■ **ЧТО НУЖНО СДЕЛАТЬ**
Перепишите слово в слово кусок текста о самовоспоминании: от слов «Работу Успенского питает» до слов «получить такое питание?» включительно.

■ **ФРАГМЕНТ ТЕКСТА**

· · · ·

Работу Успенского питает божественное влияние, влияние великой школы, влияние внутреннего круга человечества, и лично он сам как представитель всего этого для нас. Но как нам получить такое питание?
Около двух лет назад я стал понимать очень ясно, что самовоспоминание* – которое всегда было ключом всего нашего пути – должно, как любое другое явление, являться произведением трех сил. Наша старая двунаправленная стрелка показывала нам, как разделенное внимание дает сознание двух из этих трех сил одновременно – меня и мира вокруг. Но что есть третья, без которой нет истинного самовоспоминания? Мне кажется, это вспоминание самого себя и другого объекта, существующих одновременно в присутствии некой высшей силы, одновременно купающихся в неком высшем влиянии, если хотите – одновременно купающихся в свете солнца.

· · · ·

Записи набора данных
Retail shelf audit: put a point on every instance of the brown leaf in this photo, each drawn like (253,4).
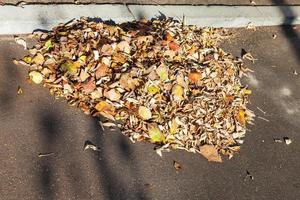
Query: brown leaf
(240,117)
(194,77)
(102,70)
(105,107)
(176,165)
(124,46)
(106,50)
(89,86)
(19,91)
(113,95)
(211,153)
(127,82)
(174,46)
(38,59)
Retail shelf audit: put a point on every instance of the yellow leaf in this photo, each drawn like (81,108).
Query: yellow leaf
(82,58)
(152,89)
(240,117)
(48,44)
(145,113)
(105,107)
(173,126)
(38,59)
(194,77)
(177,92)
(211,153)
(27,59)
(36,77)
(248,91)
(155,134)
(113,95)
(162,72)
(127,82)
(70,66)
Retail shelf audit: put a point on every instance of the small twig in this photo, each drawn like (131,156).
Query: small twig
(130,11)
(45,154)
(263,118)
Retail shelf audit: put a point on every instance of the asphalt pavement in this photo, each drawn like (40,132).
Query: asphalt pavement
(34,123)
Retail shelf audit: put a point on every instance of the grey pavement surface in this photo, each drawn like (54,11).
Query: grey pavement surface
(161,2)
(34,122)
(20,20)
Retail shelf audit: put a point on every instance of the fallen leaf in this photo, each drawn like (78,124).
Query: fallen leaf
(240,117)
(194,77)
(177,92)
(19,91)
(169,37)
(48,44)
(70,66)
(145,113)
(162,72)
(38,59)
(36,77)
(210,153)
(113,95)
(124,47)
(153,89)
(176,165)
(155,134)
(106,50)
(96,55)
(89,145)
(96,94)
(127,82)
(21,42)
(105,107)
(173,126)
(102,70)
(173,46)
(287,140)
(83,75)
(89,86)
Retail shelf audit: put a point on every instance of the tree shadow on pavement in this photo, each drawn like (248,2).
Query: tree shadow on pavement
(108,178)
(9,78)
(287,28)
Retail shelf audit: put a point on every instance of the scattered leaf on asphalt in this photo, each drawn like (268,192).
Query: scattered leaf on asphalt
(176,165)
(210,153)
(276,140)
(36,77)
(21,42)
(155,134)
(19,91)
(287,140)
(145,113)
(160,81)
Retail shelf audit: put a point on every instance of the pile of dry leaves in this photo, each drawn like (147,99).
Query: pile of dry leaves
(158,81)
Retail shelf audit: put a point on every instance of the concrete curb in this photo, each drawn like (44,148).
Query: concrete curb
(22,20)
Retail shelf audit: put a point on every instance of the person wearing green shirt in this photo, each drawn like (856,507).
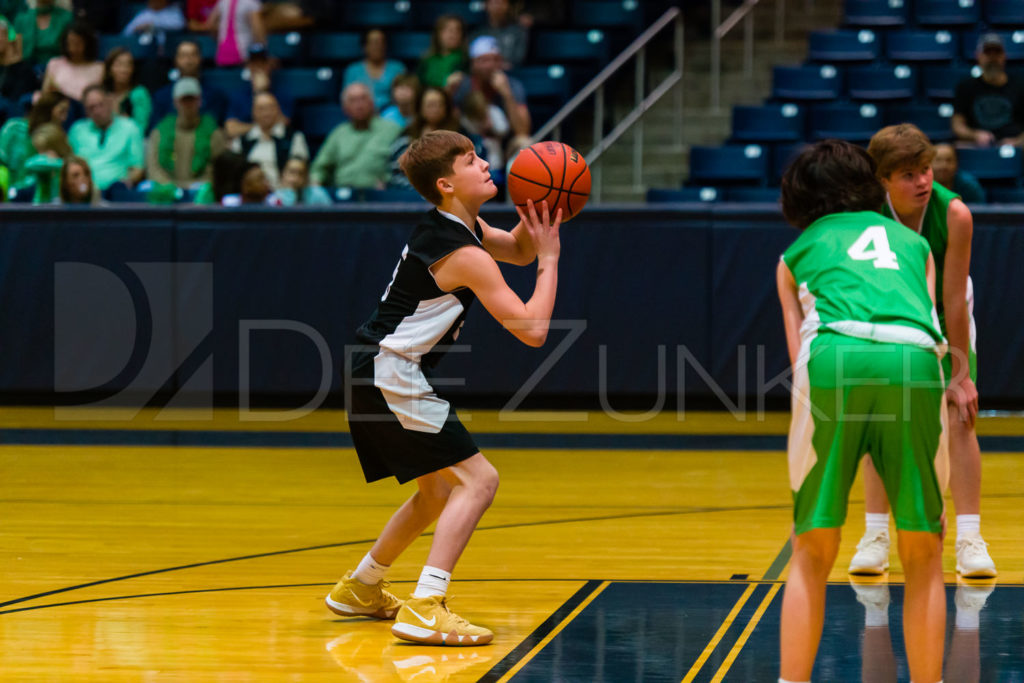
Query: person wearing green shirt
(356,153)
(857,292)
(112,144)
(41,30)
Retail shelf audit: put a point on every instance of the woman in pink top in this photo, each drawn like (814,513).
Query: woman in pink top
(78,67)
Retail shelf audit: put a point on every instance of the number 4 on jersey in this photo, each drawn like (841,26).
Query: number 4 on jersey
(872,245)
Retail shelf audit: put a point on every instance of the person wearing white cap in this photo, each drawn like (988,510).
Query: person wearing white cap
(182,145)
(989,110)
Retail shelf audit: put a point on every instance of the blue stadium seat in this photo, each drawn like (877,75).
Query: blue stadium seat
(934,120)
(607,14)
(946,12)
(570,46)
(1005,12)
(409,46)
(317,83)
(844,45)
(876,12)
(922,46)
(142,46)
(361,14)
(425,12)
(855,123)
(729,164)
(994,164)
(289,47)
(940,82)
(657,196)
(806,83)
(771,123)
(1012,41)
(335,47)
(881,82)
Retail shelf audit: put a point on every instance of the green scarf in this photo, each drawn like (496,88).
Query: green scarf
(168,131)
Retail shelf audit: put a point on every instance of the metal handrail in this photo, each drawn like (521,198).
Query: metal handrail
(641,103)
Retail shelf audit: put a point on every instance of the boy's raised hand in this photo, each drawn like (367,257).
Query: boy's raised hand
(542,230)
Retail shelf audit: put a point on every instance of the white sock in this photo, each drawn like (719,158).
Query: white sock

· · · ·

■ **РЕЗУЛЬТАТ ЗАДАНИЯ**
Работу Успенского питает божественное влияние, влияние великой школы, влияние внутреннего круга человечества, и лично он сам как представитель всего этого для нас. Но как нам получить такое питание?